• _WORK ORDER_: Reproduce each line from the first in the data through the line that contains "Exercise. Mark the frog's front" exactly; give nothing else.

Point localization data
============================================================
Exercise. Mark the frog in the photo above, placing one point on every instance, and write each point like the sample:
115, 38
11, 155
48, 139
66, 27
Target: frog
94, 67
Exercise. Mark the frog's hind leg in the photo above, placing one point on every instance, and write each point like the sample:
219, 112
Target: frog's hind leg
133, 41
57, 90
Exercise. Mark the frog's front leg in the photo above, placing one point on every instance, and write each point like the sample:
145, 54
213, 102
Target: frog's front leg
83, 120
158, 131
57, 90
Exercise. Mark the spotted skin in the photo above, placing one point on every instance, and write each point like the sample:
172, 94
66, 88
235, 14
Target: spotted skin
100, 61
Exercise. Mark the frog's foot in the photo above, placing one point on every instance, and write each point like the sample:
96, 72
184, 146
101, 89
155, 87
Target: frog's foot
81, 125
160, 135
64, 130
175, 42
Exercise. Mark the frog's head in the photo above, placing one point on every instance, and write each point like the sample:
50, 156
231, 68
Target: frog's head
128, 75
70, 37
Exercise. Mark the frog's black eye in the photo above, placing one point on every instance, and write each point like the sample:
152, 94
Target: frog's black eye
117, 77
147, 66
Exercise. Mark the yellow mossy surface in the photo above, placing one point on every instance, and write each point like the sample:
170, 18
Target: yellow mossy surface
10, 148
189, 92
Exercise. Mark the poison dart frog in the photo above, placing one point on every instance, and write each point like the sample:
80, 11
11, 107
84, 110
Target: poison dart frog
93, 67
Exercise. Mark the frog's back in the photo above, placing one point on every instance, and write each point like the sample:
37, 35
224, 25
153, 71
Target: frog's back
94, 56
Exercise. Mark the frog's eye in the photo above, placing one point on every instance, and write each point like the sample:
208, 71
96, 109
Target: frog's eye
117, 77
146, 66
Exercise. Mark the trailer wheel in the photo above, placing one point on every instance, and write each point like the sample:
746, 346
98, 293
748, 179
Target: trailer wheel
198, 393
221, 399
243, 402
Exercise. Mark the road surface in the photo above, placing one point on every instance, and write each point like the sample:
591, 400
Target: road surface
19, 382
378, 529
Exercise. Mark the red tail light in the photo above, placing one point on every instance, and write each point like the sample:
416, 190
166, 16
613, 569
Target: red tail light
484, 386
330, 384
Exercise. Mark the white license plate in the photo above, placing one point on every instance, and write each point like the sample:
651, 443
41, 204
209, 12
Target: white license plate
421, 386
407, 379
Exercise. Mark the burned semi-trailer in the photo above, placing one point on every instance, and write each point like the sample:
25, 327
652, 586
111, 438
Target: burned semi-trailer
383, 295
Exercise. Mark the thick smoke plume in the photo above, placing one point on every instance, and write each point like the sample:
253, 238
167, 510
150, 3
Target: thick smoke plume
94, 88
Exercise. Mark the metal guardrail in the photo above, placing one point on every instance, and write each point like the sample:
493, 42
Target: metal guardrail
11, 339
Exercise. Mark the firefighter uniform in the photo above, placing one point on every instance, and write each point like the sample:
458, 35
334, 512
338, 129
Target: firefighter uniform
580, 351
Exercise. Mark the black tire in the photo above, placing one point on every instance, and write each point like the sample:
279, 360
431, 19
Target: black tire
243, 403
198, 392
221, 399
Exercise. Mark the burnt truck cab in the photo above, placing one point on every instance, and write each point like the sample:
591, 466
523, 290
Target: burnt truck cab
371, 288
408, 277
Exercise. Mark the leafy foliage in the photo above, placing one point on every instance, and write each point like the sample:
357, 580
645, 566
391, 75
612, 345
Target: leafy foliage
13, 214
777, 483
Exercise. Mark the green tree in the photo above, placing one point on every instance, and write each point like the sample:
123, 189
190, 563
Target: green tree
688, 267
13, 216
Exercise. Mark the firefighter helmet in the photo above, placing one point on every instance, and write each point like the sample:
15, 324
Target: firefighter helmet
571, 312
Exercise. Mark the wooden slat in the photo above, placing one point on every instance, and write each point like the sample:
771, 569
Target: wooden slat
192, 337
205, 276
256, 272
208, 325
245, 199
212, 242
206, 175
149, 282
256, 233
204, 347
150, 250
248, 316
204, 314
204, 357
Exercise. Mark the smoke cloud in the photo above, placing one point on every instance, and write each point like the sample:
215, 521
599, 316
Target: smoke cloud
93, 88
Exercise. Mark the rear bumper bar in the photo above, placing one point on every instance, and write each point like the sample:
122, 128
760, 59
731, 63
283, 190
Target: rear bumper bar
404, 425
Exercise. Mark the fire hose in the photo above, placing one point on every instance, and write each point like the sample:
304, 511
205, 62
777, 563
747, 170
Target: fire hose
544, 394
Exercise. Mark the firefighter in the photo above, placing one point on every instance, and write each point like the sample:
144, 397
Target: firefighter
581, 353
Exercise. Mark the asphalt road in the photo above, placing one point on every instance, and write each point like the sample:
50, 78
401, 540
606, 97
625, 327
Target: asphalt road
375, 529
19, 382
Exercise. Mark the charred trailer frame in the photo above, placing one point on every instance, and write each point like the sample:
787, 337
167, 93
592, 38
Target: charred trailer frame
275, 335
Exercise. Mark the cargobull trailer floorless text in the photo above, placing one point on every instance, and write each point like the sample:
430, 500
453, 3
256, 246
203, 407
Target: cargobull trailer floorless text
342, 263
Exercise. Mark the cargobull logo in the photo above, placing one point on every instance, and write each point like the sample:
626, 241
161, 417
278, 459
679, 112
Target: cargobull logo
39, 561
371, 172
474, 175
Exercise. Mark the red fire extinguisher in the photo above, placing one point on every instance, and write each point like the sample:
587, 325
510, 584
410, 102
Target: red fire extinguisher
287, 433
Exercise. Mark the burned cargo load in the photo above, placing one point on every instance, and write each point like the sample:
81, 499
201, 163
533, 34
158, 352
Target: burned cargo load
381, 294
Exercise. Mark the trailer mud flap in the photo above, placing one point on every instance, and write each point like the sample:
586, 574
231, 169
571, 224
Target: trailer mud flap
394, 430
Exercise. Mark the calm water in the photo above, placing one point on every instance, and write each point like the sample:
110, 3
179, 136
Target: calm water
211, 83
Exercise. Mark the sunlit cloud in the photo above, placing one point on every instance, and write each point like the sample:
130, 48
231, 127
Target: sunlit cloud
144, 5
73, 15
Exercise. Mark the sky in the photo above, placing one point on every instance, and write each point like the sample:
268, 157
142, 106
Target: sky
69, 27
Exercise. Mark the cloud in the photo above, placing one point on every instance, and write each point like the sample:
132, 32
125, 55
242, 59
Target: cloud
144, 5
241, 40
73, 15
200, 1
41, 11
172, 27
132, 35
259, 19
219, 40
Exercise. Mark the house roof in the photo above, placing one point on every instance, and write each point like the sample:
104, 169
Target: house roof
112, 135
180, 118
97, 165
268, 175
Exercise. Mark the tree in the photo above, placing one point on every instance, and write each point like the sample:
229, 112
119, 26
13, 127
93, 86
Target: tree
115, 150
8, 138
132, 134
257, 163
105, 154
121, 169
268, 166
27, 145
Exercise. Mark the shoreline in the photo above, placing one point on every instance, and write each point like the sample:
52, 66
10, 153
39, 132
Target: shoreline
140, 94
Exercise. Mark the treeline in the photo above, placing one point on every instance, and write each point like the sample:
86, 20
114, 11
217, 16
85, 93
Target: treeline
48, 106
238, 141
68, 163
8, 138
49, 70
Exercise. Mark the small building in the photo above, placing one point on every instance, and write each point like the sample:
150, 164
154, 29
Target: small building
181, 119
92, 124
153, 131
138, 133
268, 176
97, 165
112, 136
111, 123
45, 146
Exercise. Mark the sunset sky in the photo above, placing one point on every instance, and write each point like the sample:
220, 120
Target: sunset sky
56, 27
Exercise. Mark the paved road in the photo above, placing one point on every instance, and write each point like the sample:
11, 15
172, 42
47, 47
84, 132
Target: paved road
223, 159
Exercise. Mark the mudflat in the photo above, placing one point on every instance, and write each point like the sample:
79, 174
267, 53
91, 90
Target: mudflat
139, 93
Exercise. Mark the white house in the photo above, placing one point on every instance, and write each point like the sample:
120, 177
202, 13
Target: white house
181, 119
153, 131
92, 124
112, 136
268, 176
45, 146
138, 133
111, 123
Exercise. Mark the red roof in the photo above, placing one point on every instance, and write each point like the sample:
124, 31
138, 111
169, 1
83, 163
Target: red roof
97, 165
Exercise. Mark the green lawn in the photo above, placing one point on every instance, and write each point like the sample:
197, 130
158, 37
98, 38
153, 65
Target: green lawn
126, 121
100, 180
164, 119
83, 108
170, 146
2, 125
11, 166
============================================================
• _RESULT OF THE TASK_:
Exercise. Mark the frog in the photo above, placing one point on every instance, and write each point like the sample:
115, 38
11, 155
48, 139
66, 27
Target: frog
94, 67
Exercise. Mark the frog's hind leg in the photo above, placing one point on every instance, and write each point like the sample:
219, 112
Target: frog's hind leg
133, 41
57, 90
Exercise. Mark the frog's front leg in the photo above, placing one point on every instance, and write each point like the sample:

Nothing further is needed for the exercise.